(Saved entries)
*** Begin section ***

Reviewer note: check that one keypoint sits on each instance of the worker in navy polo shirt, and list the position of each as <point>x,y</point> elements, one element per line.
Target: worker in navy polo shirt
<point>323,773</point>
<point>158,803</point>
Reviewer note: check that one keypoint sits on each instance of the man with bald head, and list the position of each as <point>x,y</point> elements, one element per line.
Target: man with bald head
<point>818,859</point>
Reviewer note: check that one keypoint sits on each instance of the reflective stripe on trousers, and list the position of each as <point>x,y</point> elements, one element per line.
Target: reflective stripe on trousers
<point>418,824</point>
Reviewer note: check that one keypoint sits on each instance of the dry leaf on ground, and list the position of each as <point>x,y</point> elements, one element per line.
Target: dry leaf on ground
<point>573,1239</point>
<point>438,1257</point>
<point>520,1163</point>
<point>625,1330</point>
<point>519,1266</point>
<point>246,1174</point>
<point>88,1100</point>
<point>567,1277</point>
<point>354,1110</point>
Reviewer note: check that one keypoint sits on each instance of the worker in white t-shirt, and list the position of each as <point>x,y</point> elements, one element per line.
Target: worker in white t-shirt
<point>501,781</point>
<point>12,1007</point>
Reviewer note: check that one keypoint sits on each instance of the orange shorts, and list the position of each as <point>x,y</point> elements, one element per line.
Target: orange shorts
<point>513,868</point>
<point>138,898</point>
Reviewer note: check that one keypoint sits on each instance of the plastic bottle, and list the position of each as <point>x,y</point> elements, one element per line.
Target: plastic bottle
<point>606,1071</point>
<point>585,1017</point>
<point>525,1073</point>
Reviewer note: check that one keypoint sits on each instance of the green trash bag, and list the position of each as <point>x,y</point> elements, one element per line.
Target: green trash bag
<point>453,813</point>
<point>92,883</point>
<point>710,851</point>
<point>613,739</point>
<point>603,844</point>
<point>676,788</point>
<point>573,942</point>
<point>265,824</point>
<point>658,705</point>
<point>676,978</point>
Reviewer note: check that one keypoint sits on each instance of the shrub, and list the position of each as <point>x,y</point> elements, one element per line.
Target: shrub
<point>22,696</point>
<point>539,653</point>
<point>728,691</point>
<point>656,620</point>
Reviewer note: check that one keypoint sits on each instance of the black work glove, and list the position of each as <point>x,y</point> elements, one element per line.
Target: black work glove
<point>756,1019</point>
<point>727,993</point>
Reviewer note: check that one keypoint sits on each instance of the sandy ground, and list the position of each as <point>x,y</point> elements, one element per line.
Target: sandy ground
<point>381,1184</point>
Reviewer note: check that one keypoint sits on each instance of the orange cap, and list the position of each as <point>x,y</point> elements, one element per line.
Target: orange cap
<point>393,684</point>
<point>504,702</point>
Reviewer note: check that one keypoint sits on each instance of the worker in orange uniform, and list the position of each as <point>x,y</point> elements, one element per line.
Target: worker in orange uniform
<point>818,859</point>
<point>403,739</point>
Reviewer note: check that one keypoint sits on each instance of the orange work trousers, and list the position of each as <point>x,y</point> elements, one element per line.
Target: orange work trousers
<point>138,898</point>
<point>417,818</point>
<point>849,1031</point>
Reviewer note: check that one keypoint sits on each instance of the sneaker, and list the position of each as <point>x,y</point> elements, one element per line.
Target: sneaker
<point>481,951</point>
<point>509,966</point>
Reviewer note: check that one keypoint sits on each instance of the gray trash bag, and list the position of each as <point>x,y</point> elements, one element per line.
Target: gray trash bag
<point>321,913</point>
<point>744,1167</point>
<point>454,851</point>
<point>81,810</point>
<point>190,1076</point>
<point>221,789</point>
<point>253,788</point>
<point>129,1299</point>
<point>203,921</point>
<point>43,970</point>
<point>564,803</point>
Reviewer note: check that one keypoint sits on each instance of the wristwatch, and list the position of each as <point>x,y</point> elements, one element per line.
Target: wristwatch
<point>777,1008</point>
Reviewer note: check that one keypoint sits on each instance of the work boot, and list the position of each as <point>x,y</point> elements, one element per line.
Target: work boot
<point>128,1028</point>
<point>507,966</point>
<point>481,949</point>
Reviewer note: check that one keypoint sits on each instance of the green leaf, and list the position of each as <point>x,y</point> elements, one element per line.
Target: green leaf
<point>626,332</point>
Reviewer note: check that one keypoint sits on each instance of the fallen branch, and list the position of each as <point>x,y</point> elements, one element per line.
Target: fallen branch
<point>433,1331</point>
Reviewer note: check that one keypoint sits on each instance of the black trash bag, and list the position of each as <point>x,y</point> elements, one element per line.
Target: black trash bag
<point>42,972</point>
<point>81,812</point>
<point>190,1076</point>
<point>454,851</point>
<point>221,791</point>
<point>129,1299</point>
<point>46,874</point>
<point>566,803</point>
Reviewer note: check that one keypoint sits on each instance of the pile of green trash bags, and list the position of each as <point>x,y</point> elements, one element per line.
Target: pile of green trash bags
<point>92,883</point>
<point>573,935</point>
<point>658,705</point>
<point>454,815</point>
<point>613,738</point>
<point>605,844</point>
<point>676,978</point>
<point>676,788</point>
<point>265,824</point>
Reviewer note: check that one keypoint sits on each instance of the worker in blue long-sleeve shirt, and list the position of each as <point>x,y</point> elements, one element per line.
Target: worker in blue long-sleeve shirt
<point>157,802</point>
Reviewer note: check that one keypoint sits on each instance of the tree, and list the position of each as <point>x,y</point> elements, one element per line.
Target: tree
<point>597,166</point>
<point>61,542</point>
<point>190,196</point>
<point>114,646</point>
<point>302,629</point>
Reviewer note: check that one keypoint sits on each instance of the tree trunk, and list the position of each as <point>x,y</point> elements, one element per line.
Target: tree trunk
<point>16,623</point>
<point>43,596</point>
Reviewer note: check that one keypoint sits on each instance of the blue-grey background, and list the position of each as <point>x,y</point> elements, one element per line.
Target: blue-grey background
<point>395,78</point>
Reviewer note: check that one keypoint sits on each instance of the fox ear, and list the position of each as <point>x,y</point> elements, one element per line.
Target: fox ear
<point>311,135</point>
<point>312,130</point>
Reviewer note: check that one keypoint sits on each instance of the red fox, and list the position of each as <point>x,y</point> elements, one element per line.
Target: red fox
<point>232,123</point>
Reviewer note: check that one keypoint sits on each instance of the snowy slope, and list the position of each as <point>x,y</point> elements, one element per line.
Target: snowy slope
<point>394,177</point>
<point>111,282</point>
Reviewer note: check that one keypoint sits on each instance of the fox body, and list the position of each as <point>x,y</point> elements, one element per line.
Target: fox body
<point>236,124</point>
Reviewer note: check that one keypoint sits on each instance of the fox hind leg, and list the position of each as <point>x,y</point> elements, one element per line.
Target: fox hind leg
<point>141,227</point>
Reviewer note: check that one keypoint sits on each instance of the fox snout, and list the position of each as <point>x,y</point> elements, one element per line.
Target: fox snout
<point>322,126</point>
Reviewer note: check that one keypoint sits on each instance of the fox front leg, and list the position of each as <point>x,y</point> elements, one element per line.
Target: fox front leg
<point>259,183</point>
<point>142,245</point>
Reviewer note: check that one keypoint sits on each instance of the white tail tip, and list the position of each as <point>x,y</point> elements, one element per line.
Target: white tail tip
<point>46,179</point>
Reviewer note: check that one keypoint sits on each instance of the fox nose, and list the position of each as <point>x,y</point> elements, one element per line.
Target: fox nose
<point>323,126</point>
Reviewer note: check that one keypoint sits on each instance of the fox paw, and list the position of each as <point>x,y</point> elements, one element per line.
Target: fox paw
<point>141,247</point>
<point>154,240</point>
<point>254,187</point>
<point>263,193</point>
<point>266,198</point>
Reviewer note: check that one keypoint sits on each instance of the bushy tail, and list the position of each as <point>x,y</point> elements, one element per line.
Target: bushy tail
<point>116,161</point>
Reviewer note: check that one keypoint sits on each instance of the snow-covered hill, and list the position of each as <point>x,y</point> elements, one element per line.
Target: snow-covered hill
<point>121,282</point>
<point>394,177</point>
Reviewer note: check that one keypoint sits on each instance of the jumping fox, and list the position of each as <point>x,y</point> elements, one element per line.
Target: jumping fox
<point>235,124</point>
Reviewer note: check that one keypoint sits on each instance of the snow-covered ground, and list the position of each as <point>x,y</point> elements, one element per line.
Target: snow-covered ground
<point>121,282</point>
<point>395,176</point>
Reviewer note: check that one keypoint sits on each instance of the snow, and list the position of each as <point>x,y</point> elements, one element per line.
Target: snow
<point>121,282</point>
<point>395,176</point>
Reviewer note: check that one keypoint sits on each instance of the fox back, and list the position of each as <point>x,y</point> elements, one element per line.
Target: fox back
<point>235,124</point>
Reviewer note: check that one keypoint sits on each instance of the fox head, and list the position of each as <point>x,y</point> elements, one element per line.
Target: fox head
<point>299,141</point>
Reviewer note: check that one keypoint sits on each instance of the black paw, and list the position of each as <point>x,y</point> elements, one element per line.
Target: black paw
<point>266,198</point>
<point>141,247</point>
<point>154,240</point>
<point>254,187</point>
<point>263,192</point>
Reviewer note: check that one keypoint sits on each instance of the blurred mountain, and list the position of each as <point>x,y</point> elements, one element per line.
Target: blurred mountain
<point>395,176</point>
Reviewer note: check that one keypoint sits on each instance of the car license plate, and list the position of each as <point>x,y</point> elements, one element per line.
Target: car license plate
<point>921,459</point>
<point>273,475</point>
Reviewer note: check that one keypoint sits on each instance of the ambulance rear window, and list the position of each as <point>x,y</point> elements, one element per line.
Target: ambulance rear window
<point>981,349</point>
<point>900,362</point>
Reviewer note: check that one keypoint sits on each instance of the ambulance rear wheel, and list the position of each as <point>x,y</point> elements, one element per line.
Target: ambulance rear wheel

*** End section ***

• [WORK INSTRUCTION] Task for the records above: copy every line in which the word "wheel" occurs.

• [ANSWER TO THE EXERCISE]
Reviewer note: check that one keypoint sits on each instance of the ambulance rear wheel, and list the position of each as <point>x,y</point> elements, one element per line.
Target: ambulance rear wheel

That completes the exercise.